• **Extract provided**:
The Seduction of the Technical Fix
Addis Ababa’s newest weapon against corruption is not a change in rules or power, but a device. The city’s Revenue and Customs Authority is fitting tax assessors with body-worn cameras, monitored centrally and presented as the dawn of a new era of transparency. The idea is clean and comforting: record the interaction, expose misconduct, deter wrongdoing.
The appeal is obvious. Cameras project neutrality. They promise an objective record, a simple way to settle disputes, a future where corruption becomes a matter of reviewing footage. In this story, corruption is a visible act waiting to be captured, and technology is a portable solution that works the same in a police station in London as in a tax office in Kirkos.
But this rests on two false assumptions. First, that corruption in Addis Ababa’s tax system is a problem of visibility—that wrongdoing persists because it is hidden, and illumination will produce accountability. Second, that technology is a neutral tool whose effects do not depend on the institution that adopts it.
Both are wrong. The city’s tax administration operates within what I have described elsewhere as institutional hollowness—a system that mimics the forms of modern bureaucracy while lacking the capacity or will to enforce its own rules. In such an environment, technology does not repair dysfunction. It is absorbed by it.
Body cameras will not reduce corruption. They are the kind of reform a hollow institution favors: visible, easy to publicize, and incapable of disturbing the networks that actually govern behavior. They do not challenge the system; they accessorize it.
The Hollow Institution
The problem is not that Addis Ababa’s tax administration lacks technology. The problem is that it lacks substance. It is not broken; it is hollow.
A hollow institution excels at the performance of governance. It builds offices, drafts procedures, and speaks fluent legalese. It holds meetings, stamps documents, and opens service windows at nine o’clock sharp. From the outside, it looks like a functioning bureaucracy. Inside, the machinery that should turn rules into results has gone still. It has the forms of a system, but none of the functions.

• **Tasks to complete**:
a – Copy the stretch from "But this rests" through "absorbed by it." from the essay on body cameras in Addis Ababa's tax administration, word for word.
b – In the essay on body cameras in Addis Ababa's tax administration, which officials are being fitted with body-worn cameras?
c – Extend the essay on body cameras in Addis Ababa's tax administration, picking up after its final sentence.

• **Data lines**:

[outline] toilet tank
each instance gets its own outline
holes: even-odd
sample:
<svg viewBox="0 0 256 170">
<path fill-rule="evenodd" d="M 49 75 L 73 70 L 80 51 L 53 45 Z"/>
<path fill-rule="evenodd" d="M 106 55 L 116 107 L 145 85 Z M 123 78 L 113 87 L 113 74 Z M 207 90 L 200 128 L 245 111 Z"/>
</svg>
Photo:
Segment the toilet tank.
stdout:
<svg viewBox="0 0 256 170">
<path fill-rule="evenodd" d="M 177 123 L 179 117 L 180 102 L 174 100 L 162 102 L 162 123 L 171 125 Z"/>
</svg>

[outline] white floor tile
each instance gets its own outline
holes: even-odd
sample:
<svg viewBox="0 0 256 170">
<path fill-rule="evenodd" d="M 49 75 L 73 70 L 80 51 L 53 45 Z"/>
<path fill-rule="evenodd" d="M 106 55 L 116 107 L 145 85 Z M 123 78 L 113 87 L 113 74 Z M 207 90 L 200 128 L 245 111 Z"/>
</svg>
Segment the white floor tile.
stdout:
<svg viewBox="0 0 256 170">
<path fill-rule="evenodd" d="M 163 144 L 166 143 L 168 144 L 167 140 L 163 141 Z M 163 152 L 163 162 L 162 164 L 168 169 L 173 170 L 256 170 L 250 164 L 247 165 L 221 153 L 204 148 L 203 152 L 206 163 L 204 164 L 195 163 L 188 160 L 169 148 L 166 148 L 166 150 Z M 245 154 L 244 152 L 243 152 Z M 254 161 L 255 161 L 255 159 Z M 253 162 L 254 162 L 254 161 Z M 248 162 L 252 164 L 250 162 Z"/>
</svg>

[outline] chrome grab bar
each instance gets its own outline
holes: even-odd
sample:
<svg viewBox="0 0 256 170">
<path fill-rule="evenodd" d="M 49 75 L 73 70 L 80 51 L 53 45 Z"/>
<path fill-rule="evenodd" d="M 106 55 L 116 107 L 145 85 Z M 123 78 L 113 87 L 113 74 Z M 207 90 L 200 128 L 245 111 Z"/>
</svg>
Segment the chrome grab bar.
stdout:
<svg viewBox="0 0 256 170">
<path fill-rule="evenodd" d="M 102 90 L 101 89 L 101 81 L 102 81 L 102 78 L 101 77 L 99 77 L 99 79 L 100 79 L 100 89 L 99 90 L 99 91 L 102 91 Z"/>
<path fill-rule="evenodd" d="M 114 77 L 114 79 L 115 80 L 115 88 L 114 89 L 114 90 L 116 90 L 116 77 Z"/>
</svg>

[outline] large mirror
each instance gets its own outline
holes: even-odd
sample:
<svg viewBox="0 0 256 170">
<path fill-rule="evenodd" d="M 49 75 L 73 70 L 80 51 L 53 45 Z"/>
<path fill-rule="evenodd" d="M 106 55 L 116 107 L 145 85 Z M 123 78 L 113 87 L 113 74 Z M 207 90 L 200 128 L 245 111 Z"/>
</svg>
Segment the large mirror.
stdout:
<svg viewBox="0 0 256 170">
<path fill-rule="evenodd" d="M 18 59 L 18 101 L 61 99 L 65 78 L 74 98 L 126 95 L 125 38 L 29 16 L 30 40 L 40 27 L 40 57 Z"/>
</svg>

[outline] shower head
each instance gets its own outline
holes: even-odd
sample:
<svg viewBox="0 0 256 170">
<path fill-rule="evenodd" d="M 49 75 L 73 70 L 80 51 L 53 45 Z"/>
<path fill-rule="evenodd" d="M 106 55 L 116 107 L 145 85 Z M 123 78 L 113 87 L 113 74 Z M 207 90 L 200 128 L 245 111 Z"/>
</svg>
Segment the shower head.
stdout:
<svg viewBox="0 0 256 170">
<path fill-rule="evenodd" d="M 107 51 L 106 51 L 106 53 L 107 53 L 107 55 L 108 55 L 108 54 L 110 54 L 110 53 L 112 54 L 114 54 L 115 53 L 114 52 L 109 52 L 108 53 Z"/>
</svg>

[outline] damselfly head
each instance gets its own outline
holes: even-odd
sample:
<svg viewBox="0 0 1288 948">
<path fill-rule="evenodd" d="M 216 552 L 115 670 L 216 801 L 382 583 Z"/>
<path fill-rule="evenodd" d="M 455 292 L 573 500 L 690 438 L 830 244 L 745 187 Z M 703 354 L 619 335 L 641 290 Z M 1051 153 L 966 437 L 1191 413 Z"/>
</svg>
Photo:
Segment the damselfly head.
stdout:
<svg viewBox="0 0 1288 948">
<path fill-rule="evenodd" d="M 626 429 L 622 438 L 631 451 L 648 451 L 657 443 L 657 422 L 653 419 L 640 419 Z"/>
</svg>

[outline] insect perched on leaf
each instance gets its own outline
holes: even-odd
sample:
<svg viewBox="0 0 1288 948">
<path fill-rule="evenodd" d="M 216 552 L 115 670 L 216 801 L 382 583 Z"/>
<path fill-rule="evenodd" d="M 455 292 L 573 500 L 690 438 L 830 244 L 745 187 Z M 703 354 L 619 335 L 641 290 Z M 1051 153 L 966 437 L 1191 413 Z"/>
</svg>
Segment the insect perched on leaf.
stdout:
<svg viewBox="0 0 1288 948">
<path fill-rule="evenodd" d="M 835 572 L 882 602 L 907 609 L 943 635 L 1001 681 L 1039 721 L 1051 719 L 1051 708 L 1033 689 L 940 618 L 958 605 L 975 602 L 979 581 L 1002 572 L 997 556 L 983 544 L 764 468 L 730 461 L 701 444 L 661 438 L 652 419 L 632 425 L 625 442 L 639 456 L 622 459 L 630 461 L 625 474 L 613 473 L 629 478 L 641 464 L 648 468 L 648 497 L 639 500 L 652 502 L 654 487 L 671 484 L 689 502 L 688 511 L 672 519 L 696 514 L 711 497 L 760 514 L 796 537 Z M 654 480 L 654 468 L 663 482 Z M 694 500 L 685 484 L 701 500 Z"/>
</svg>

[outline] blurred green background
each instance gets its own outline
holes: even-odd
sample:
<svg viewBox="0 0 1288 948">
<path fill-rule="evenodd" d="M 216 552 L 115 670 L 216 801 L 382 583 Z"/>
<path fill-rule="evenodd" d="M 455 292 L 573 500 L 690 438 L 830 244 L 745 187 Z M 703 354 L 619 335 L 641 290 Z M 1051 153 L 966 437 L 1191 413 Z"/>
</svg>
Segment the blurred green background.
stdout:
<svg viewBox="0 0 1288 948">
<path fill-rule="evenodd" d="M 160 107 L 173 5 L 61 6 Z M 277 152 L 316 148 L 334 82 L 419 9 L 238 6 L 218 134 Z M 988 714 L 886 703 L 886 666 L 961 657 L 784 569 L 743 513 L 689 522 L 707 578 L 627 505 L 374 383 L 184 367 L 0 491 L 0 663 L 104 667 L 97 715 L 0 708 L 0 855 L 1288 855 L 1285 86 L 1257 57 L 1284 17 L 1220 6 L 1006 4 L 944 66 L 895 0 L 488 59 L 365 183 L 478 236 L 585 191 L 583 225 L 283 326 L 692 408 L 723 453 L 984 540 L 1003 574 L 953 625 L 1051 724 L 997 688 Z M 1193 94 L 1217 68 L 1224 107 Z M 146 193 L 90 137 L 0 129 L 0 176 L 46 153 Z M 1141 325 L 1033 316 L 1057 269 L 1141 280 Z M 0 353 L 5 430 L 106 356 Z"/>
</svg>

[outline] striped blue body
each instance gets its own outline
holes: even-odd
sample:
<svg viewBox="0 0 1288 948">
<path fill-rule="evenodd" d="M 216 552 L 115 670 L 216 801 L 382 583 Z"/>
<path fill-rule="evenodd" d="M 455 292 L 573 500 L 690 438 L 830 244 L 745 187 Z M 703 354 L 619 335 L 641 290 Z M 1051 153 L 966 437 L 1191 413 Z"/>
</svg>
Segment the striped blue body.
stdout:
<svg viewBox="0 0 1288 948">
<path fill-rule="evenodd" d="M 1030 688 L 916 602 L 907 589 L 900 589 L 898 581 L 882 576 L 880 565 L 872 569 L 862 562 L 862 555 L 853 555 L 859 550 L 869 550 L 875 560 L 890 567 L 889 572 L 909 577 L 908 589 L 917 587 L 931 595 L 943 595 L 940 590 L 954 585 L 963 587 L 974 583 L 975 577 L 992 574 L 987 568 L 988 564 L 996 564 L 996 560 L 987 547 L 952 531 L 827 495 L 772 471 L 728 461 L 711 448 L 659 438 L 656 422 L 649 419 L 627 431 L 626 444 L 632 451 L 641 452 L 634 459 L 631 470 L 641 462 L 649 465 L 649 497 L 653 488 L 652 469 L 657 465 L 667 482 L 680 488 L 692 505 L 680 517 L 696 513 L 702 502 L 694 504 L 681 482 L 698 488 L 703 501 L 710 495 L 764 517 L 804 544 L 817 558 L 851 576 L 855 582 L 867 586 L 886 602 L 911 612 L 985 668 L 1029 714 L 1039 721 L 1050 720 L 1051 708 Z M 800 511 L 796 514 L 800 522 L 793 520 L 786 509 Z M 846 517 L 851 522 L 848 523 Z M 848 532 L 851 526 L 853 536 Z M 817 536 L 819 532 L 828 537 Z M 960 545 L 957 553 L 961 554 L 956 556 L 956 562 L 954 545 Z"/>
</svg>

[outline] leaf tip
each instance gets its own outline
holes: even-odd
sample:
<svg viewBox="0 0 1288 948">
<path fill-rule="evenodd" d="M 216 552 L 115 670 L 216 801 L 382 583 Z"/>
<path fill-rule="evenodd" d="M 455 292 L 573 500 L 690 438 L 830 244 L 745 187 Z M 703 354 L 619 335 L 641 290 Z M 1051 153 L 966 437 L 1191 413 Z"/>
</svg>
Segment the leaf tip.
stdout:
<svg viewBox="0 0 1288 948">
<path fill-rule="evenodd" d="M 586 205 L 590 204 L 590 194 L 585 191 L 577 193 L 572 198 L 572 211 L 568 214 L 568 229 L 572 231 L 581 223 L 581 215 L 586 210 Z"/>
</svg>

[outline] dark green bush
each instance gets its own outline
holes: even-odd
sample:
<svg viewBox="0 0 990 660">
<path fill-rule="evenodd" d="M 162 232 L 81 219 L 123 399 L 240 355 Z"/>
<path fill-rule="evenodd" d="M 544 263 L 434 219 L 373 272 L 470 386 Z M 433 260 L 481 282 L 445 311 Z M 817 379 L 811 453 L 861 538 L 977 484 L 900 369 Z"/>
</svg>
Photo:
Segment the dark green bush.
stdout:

• **Task-by-task results**:
a –
But this rests on two false assumptions. First, that corruption in Addis Ababa’s tax system is a problem of visibility—that wrongdoing persists because it is hidden, and illumination will produce accountability. Second, that technology is a neutral tool whose effects do not depend on the institution that adopts it.
Both are wrong. The city’s tax administration operates within what I have described elsewhere as institutional hollowness—a system that mimics the forms of modern bureaucracy while lacking the capacity or will to enforce its own rules. In such an environment, technology does not repair dysfunction. It is absorbed by it.

b – Tax assessors of the city's Revenue and Customs Authority.

c –
This hollowness is not poor management; it is a survival strategy. Every new rule, software update, or “modernization drive” becomes another layer of ceremonial bark. The institution grows thicker and more elaborate while its core stays empty. The aim is not to solve problems but to perfect the appearance of solving them. It manages perceptions, not outcomes.
Seen this way, the body-camera initiative is not a misstep. It is the system’s most rational choice. A hollow institution always selects the reform that best reinforces its façade. The camera is ideal for this: visible, purchasable, legible, and—most importantly—harmless. It does not disturb real power, dismantle protection networks, or limit discretion. It simply records what happens in front of it.
Mounted on the uniform, the camera will watch the officer and the taxpayer. And it will faithfully document a script written long before the device was ever switched on. It sees the counter. It was never designed to see the transaction.
The Camera’s Blind Spot
Let’s watch the tape.
The frame is tight: a taxpayer, an assessor, a desk. Papers change hands. The officer scans a file, frowns, and says, “This is incomplete. You’ll have to return tomorrow.” The footage shows a routine rejection. Nothing an auditor could sanction. No demand for money. No threat. Just a postponement.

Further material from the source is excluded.